Part of a data file
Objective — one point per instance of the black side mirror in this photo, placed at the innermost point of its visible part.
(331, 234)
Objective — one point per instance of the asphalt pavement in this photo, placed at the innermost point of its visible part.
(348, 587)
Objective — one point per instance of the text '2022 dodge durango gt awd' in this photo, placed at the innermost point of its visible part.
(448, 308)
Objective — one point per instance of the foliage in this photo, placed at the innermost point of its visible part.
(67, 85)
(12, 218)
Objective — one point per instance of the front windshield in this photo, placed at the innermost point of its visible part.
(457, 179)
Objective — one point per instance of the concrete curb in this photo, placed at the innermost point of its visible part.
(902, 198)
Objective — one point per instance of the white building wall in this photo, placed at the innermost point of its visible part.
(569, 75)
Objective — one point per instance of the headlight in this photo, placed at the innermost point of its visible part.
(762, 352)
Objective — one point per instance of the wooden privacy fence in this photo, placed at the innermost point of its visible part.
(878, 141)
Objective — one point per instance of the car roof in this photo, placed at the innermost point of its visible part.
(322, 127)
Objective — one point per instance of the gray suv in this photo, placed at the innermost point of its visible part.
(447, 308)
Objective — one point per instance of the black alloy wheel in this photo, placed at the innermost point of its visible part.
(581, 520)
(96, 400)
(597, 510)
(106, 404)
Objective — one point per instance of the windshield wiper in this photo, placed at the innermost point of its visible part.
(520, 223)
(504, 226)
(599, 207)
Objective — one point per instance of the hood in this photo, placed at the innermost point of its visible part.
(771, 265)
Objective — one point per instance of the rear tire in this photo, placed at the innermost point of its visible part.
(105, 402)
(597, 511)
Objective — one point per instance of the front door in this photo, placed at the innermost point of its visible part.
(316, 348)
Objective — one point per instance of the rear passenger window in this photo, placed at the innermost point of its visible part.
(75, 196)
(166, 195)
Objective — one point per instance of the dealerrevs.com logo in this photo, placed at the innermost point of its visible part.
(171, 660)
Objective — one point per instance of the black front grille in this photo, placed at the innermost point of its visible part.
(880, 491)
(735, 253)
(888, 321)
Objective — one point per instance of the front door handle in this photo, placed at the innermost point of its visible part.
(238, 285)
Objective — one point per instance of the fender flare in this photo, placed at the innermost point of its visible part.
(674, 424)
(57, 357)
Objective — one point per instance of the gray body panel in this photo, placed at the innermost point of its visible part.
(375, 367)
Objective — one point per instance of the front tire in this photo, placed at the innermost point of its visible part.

Challenge
Please turn the records into a Markdown table with the columns Row and Line. Begin at the line that contains "Objective — one point per instance of the dealerrevs.com", go through the end of the records, number the rows, leave out blank lines, and include nothing else.

Task solution
| Row | Line |
|---|---|
| 1 | Objective — one point per instance of the dealerrevs.com logo in this photo, placed at the innermost point of its visible part. |
| 2 | (171, 660) |
| 3 | Objective — one point per instance of the black front grille in this photo, placed at the innermost point of its visible part. |
| 4 | (880, 491) |
| 5 | (735, 253) |
| 6 | (888, 321) |
| 7 | Objective — one point per instance of the front door handle in this photo, placed at the innermost point of its visible part. |
| 8 | (238, 285) |
| 9 | Objective — one point per instance of the fender flare in this photo, placed at the innermost point of its visible part. |
| 10 | (674, 424) |
| 11 | (57, 357) |
| 12 | Objective — one point per instance of the gray body panel in this photo, placed at the innermost point of its visible part. |
| 13 | (375, 367) |
| 14 | Objective — one point per instance of the front tire in this photo, placed at the innermost point of its visible part. |